> _Exercise brief_
Copy the listing below word for word, keeping every line in its original order from the first to the last.

> _Recorded data_
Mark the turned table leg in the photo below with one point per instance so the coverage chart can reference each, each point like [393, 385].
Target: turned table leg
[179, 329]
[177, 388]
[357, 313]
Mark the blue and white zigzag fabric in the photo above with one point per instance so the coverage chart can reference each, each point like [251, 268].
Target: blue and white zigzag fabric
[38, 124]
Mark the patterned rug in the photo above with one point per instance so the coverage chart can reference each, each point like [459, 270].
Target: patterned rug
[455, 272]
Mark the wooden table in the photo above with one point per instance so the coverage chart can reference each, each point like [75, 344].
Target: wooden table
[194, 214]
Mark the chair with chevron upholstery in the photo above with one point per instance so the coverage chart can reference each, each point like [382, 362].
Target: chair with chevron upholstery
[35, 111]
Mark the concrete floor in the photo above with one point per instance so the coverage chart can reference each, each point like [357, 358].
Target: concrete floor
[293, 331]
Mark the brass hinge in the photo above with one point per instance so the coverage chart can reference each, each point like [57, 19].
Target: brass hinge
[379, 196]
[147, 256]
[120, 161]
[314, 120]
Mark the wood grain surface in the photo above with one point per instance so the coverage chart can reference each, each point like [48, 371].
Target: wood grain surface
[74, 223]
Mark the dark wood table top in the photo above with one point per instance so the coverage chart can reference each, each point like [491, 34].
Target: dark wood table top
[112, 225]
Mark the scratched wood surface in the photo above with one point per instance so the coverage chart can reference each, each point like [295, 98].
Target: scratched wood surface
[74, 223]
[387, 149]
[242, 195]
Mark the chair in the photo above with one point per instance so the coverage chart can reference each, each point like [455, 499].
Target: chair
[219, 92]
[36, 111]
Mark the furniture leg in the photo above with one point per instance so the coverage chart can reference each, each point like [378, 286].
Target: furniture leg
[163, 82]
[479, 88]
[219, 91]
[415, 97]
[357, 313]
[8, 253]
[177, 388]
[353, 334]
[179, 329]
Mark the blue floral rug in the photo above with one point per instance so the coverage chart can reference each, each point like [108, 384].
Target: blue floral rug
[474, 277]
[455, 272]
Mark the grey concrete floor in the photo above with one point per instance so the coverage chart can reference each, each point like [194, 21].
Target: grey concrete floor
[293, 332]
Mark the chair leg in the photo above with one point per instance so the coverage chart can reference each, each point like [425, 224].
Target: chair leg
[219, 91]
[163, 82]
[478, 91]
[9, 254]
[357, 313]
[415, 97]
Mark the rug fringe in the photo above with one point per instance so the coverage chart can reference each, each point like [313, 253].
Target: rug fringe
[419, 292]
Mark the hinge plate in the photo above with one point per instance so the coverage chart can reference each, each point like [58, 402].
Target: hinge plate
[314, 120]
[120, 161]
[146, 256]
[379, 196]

> _The reply_
Mark the turned table leg in the photo below with one point per instance so the coverage chart can reference each, each point like [393, 385].
Target: turned table leg
[179, 329]
[177, 388]
[357, 313]
Mark the blue and white zigzag fabric in the photo above with one point per instance so the coverage chart can reference each, each point like [251, 268].
Target: blue and white zigzag fabric
[38, 124]
Mark the patterned rug in the photo above with one point per instance so the coverage chart can reference each, each point like [459, 270].
Target: patterned rug
[455, 272]
Mark the wooden table in the photo above with one point per instance so the coverage chart can reference each, each point like [75, 344].
Target: wooden table
[194, 214]
Mark the chair with chevron upholstery in the photo above with one point per instance so the coverage chart can reference each, each point like [382, 362].
Target: chair with chevron upholstery
[35, 111]
Mark the concrete floor in the photo above with one point per instance so the coverage chart can reference each, each point like [357, 358].
Target: concrete floor
[293, 331]
Mark the brass hinge in the photo above with one point per instance so the coverage chart can reference each, each point like [57, 19].
Target: brass hinge
[379, 196]
[147, 256]
[120, 161]
[314, 120]
Mark the wood grain surface in the photo above with one point per instance so the coverage chart can reference each, each point like [48, 371].
Target: wood grain surface
[74, 223]
Mark the dark wood table top in the photo above with one point per instance so the coverage chart can reference each, each point like [491, 34].
Target: dark wood table top
[112, 225]
Mark the scratched wood surface in the photo above with one point per instance so the coverage chart can reference each, each point like [295, 98].
Target: scratched wood surface
[74, 223]
[387, 149]
[242, 195]
Mark the chair in the photo above with one point per instance so the coverage chart can reference each, each point like [455, 499].
Target: chair
[219, 92]
[36, 111]
Mark the furniture leg in the photo above with one point per instance so the coverage chart can reference each, each point like [378, 286].
Target: furniture leg
[163, 82]
[479, 88]
[219, 91]
[415, 97]
[357, 313]
[8, 253]
[177, 388]
[353, 334]
[179, 329]
Mark the blue floral rug in the photo above with one point per instance so the coverage chart can reference each, each point like [108, 384].
Target: blue floral rug
[474, 277]
[455, 272]
Mark the grey concrete floor in the photo above with one point per instance so the coverage chart can reference each, each point like [194, 21].
Target: grey concrete floor
[293, 332]
Mark the chair leg in the photo above with one point per instance so the coverage chart can reference each, each point like [425, 224].
Target: chair leg
[219, 91]
[163, 82]
[478, 91]
[9, 254]
[357, 313]
[415, 97]
Mark the rug fringe in the photo above with one point per instance so the coverage chart can reference each, each point like [313, 253].
Target: rug fringe
[419, 292]
Mark the hinge plate in the photo above with one point per instance so the coverage chart can reference each, each point like [58, 402].
Target: hinge plate
[314, 120]
[120, 161]
[146, 256]
[379, 196]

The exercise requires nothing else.